Pick out each line in the entries below that contains the word "sunlit", and copy those lines.

---+---

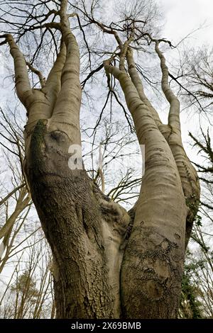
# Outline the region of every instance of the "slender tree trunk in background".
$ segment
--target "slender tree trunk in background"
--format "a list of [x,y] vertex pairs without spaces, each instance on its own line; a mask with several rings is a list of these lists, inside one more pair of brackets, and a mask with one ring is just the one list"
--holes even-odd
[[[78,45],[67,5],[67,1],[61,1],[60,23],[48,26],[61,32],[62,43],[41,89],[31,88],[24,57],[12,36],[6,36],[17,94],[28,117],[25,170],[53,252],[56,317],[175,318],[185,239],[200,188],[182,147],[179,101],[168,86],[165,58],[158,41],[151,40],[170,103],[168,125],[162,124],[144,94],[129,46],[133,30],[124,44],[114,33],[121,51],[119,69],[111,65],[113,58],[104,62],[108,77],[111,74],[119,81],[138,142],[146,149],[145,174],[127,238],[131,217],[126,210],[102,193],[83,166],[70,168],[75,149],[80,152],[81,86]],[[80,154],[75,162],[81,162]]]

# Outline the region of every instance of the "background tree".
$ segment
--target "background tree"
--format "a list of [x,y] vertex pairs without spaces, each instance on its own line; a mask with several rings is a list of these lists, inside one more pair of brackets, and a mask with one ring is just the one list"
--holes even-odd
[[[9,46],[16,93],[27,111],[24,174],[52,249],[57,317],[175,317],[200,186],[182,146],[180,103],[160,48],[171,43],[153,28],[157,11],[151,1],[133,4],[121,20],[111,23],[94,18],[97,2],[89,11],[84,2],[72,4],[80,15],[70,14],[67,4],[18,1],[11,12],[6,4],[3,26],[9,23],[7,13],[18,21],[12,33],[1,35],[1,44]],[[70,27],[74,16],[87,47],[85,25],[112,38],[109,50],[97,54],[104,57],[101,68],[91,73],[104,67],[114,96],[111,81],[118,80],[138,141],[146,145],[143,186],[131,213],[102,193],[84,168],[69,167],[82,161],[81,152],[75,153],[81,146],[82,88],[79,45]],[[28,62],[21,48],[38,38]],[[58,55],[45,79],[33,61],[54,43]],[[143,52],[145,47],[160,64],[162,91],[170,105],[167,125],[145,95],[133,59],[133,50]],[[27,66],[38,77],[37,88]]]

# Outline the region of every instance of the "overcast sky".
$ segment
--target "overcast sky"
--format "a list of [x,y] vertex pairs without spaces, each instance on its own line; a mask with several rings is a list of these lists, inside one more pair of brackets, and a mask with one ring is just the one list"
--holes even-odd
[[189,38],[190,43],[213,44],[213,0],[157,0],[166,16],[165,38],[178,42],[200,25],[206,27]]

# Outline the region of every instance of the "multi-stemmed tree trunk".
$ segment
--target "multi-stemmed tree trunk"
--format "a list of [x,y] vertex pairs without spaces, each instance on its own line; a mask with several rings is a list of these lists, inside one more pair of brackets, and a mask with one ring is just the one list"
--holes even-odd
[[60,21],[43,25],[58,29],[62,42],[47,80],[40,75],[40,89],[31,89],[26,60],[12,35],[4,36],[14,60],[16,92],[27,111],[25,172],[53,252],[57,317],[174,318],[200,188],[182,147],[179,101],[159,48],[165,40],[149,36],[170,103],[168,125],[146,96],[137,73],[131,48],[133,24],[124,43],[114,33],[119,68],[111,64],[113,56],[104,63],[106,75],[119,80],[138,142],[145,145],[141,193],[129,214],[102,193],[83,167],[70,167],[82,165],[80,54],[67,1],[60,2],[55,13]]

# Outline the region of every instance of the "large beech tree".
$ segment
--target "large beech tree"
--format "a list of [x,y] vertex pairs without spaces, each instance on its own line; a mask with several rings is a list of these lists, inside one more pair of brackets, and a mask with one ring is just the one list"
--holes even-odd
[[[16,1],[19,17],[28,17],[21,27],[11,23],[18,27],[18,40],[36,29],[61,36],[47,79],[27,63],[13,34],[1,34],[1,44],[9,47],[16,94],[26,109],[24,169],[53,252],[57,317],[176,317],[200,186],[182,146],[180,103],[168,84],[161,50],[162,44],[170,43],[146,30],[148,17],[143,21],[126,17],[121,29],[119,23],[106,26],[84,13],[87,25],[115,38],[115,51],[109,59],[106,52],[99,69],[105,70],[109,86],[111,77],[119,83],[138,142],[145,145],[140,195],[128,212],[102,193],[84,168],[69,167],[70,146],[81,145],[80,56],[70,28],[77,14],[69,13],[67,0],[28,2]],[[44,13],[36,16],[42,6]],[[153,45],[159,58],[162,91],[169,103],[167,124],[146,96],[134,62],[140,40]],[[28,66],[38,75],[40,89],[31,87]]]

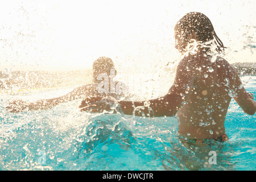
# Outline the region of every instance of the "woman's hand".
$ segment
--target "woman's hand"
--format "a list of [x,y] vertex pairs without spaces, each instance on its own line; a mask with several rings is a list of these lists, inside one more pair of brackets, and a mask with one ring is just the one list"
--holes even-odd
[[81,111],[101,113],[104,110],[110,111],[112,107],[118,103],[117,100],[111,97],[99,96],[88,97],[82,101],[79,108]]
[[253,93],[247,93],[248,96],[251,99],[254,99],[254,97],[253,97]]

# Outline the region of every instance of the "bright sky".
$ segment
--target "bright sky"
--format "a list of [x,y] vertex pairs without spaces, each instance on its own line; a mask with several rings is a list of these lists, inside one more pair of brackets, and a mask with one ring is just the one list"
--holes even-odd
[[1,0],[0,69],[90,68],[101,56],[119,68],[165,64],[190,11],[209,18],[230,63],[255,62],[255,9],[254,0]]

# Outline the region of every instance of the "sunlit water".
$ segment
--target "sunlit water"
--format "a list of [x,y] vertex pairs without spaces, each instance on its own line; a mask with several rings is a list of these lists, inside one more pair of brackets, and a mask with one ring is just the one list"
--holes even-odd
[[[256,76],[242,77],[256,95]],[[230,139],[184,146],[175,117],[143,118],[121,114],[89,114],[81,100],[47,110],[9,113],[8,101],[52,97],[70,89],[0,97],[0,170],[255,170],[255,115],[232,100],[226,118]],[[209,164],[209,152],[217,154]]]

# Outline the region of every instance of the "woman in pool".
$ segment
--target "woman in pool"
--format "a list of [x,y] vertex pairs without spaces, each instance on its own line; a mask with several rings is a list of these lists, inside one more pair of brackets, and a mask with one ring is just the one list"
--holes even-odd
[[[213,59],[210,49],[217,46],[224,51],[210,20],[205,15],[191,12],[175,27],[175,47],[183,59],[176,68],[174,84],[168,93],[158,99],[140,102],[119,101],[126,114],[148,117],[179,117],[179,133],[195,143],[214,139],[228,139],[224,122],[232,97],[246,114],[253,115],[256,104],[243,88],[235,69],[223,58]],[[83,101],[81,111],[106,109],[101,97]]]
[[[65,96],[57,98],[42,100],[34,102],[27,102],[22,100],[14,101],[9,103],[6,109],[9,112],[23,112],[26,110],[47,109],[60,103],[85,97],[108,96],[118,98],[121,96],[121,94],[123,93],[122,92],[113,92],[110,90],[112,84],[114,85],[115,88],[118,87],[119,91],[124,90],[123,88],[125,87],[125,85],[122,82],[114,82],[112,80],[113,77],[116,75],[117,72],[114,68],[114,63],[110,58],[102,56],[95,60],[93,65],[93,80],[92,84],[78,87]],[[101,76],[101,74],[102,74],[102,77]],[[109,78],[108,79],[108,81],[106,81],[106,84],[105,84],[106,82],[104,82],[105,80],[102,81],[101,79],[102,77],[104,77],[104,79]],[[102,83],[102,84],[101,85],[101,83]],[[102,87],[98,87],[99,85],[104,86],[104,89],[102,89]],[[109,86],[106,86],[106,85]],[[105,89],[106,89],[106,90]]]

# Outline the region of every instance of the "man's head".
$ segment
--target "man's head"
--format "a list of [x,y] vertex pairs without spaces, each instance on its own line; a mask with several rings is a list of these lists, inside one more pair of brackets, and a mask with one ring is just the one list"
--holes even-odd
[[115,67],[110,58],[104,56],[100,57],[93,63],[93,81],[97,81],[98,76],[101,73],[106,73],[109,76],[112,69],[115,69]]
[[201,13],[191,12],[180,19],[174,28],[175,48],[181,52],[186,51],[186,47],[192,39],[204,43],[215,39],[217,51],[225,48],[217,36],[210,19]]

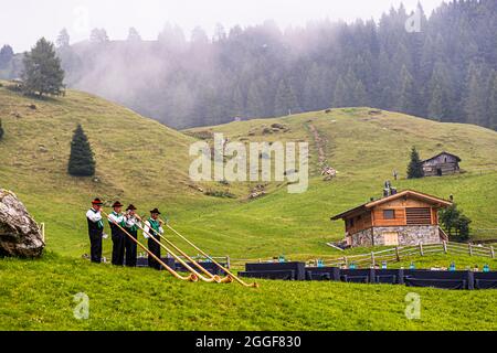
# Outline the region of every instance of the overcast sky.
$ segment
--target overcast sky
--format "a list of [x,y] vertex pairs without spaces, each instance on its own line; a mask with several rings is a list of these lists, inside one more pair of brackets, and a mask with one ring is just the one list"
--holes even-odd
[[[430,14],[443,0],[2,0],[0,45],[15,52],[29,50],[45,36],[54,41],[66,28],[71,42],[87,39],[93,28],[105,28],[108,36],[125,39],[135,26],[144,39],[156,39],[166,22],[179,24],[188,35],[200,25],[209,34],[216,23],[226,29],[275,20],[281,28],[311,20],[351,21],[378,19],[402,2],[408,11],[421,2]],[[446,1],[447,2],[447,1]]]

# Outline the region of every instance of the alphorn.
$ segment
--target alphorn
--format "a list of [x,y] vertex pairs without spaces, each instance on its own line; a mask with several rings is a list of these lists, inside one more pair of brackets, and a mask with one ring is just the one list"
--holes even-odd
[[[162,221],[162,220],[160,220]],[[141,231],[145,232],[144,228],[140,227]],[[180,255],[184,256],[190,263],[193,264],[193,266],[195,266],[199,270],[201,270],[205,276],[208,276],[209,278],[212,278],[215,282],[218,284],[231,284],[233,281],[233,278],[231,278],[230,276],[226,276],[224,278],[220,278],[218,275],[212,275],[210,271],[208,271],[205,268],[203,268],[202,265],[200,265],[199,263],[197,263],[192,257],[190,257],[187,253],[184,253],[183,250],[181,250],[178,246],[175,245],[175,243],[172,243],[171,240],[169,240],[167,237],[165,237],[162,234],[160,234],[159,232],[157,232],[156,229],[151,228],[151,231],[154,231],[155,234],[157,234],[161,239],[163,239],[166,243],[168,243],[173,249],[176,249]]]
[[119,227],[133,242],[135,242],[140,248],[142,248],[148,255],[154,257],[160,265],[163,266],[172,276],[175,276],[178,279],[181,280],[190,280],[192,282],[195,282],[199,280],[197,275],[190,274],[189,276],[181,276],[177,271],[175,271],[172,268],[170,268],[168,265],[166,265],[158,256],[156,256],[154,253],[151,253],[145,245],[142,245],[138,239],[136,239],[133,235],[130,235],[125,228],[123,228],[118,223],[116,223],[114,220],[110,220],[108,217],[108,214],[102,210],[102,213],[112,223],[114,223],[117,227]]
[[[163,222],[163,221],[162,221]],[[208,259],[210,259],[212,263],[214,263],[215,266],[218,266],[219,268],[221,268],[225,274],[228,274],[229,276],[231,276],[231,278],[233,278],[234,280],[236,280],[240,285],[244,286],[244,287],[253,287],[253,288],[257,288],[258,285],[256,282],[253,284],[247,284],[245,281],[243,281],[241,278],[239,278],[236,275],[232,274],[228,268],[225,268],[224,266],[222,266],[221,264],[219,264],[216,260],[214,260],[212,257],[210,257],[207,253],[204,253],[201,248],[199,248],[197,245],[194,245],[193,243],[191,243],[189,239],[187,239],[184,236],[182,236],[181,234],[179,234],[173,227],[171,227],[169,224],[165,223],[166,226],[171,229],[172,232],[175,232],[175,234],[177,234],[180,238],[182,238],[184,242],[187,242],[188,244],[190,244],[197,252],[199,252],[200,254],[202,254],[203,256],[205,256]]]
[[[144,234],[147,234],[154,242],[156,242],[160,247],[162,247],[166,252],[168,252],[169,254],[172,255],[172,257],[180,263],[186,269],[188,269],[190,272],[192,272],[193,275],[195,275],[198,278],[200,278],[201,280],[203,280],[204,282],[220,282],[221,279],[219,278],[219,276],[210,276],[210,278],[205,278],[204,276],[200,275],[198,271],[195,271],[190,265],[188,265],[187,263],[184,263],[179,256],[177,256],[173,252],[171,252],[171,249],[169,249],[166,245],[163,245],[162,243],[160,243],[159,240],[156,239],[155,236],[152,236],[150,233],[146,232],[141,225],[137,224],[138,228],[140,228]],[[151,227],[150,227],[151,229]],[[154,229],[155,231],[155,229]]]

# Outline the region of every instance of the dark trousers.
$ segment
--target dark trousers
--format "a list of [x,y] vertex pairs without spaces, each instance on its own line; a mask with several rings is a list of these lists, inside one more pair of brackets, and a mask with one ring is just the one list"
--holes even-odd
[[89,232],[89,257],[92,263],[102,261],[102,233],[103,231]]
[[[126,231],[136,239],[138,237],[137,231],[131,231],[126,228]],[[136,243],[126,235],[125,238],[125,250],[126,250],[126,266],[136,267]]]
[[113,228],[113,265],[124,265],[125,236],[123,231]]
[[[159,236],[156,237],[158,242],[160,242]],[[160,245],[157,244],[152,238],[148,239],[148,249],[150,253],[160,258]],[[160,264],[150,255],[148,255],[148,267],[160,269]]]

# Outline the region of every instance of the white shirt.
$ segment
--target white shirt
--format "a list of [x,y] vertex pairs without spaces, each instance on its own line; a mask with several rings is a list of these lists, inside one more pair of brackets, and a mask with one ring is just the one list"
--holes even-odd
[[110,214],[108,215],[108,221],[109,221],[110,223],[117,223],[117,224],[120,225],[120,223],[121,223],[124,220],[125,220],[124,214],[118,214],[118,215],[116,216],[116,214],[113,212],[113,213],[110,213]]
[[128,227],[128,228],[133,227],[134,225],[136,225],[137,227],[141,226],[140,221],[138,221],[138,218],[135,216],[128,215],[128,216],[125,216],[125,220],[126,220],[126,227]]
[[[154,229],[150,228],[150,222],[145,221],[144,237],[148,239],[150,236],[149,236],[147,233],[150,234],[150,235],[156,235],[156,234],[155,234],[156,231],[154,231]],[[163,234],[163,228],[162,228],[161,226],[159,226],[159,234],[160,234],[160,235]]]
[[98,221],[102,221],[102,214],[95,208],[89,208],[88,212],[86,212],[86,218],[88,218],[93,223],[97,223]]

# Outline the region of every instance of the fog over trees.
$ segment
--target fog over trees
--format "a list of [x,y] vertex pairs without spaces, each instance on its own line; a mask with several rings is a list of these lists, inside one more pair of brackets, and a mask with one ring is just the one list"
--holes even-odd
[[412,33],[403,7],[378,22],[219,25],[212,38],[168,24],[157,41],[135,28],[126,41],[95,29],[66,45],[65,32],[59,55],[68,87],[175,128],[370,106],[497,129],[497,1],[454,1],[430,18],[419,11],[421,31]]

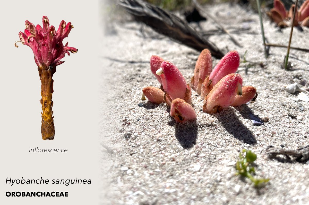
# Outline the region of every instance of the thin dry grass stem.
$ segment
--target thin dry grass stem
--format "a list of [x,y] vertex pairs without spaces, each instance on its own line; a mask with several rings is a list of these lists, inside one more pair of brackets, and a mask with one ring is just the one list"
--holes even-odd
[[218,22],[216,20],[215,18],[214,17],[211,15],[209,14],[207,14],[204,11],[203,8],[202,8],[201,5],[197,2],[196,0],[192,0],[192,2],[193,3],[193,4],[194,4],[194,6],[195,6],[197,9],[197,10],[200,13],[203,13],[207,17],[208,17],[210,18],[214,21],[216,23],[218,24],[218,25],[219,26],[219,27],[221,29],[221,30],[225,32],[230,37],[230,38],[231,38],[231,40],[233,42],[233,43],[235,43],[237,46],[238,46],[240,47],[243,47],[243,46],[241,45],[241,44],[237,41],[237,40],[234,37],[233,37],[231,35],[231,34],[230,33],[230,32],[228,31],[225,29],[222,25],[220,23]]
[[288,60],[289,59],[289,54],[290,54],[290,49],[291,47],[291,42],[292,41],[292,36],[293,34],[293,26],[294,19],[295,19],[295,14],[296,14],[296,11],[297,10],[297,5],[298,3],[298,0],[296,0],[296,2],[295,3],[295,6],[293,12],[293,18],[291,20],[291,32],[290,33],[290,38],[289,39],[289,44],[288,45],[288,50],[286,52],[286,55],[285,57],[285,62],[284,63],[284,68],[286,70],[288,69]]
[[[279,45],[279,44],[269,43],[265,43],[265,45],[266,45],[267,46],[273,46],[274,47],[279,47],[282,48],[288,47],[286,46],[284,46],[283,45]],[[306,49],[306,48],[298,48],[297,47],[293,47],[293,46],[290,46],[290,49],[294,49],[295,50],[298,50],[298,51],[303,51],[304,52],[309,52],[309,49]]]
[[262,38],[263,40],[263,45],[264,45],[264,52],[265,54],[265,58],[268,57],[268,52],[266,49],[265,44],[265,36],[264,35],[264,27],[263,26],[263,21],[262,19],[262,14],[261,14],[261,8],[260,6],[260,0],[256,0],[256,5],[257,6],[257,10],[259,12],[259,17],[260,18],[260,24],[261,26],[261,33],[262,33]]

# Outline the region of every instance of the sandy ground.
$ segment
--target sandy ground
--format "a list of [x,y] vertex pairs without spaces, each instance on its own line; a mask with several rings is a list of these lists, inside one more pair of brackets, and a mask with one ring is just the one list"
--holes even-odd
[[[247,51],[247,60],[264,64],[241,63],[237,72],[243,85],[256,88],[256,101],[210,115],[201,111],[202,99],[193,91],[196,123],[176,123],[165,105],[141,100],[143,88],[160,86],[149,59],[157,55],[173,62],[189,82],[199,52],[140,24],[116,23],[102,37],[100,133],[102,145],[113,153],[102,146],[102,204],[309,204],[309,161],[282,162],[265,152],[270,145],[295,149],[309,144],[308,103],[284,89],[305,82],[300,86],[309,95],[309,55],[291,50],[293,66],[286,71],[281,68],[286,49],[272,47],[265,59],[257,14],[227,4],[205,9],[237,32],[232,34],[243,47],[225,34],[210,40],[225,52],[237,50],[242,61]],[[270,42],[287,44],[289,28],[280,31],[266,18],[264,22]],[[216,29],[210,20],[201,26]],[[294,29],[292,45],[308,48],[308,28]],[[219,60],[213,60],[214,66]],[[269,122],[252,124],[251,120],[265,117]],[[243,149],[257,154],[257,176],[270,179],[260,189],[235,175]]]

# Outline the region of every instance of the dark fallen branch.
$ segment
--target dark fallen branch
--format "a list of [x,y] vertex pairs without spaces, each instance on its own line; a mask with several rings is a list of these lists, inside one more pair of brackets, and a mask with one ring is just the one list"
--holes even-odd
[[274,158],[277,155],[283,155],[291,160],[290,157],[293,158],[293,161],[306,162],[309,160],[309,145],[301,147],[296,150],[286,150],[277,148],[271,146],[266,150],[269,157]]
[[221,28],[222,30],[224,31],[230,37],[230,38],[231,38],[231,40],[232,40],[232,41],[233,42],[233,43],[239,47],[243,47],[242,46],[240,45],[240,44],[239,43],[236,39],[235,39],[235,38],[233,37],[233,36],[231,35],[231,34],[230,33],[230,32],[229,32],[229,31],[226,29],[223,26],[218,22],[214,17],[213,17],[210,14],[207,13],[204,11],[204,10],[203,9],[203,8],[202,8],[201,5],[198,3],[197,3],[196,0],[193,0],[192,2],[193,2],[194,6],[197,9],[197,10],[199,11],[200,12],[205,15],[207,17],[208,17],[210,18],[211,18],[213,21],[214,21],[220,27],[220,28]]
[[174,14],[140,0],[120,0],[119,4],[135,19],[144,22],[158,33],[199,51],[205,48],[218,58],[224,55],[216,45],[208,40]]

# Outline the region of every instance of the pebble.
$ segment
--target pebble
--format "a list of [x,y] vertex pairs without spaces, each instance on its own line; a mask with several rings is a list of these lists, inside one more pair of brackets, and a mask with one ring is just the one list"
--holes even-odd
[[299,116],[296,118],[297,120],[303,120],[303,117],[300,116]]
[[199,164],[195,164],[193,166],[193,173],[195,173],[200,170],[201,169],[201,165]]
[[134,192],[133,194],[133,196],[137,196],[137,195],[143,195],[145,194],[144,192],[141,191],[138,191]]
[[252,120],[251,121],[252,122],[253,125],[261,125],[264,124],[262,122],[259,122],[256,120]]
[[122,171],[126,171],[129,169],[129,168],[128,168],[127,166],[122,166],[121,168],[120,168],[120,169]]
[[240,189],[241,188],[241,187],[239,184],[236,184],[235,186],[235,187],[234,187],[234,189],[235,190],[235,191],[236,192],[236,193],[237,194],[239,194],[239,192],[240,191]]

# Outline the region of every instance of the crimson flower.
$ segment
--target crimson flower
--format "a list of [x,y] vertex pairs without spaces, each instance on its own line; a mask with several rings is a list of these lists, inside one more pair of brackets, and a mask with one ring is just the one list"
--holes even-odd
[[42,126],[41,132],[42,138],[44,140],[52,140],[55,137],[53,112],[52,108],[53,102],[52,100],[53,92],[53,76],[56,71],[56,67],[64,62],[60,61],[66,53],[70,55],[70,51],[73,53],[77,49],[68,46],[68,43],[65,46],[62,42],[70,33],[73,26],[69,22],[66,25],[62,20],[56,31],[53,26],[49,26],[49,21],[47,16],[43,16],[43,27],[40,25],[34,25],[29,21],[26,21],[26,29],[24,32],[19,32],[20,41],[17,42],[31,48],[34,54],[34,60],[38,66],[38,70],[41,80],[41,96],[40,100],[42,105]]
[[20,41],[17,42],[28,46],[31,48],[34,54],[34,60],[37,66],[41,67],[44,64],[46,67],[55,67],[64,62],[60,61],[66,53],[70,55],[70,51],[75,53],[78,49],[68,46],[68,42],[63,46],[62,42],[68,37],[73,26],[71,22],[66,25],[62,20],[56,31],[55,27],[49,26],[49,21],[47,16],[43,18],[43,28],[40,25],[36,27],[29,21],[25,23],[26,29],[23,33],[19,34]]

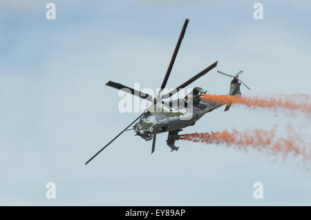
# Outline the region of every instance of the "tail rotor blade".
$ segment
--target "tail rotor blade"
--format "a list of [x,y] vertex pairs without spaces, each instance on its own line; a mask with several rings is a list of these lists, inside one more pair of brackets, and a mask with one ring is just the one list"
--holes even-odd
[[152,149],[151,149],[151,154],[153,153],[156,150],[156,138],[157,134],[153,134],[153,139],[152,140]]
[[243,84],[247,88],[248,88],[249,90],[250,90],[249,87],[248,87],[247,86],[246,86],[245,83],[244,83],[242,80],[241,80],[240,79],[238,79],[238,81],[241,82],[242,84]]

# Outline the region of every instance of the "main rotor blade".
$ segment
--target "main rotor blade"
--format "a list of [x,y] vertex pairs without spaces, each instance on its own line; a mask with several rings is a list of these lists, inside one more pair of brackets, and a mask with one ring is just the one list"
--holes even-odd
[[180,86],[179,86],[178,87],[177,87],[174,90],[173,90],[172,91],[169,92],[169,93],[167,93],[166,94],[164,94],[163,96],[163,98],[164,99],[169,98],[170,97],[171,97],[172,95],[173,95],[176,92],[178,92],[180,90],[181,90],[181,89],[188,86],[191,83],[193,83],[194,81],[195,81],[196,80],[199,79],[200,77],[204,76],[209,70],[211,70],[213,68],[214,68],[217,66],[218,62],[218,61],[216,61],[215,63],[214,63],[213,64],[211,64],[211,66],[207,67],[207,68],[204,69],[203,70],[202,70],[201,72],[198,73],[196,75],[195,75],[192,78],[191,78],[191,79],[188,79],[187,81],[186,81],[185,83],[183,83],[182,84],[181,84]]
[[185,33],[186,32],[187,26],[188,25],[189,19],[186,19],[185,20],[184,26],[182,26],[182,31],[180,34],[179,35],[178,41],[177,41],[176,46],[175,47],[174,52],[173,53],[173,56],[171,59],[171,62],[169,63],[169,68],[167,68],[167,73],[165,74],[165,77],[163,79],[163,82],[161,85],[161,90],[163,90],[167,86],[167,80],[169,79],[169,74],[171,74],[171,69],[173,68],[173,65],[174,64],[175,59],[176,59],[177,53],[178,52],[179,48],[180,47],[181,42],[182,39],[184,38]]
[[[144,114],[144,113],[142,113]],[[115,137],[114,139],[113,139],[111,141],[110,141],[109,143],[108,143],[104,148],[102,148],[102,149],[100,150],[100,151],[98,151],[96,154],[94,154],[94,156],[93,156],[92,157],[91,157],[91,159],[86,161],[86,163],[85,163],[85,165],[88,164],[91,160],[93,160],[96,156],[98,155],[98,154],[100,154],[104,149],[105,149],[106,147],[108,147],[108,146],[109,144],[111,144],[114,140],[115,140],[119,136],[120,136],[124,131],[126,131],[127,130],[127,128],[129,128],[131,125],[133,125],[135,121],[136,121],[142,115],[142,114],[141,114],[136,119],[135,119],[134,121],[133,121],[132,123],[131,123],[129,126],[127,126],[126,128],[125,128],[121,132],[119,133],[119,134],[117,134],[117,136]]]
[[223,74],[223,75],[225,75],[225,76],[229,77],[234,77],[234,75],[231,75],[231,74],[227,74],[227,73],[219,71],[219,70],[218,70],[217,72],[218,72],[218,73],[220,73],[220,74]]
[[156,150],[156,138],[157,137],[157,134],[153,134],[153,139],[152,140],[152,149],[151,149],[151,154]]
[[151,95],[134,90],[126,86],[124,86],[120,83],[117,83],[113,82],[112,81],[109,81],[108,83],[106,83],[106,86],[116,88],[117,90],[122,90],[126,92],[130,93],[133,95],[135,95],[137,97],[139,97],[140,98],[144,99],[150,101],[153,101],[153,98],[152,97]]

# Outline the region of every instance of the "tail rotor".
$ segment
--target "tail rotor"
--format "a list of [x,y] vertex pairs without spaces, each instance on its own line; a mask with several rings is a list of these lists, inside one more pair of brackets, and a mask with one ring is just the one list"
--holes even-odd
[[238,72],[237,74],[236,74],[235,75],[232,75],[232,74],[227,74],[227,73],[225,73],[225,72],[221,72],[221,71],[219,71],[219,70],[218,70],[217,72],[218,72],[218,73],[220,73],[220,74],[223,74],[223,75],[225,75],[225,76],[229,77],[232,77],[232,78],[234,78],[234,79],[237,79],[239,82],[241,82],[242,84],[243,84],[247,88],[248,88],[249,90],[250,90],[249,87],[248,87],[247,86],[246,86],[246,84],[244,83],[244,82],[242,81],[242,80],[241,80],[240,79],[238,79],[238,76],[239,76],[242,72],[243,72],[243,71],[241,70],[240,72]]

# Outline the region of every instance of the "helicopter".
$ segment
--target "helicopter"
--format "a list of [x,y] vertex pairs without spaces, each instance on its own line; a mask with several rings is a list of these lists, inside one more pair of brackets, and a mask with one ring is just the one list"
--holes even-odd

---+---

ANSWER TO THE PROBLEM:
# Outline the region of every instance of the "sunlit water".
--target "sunlit water"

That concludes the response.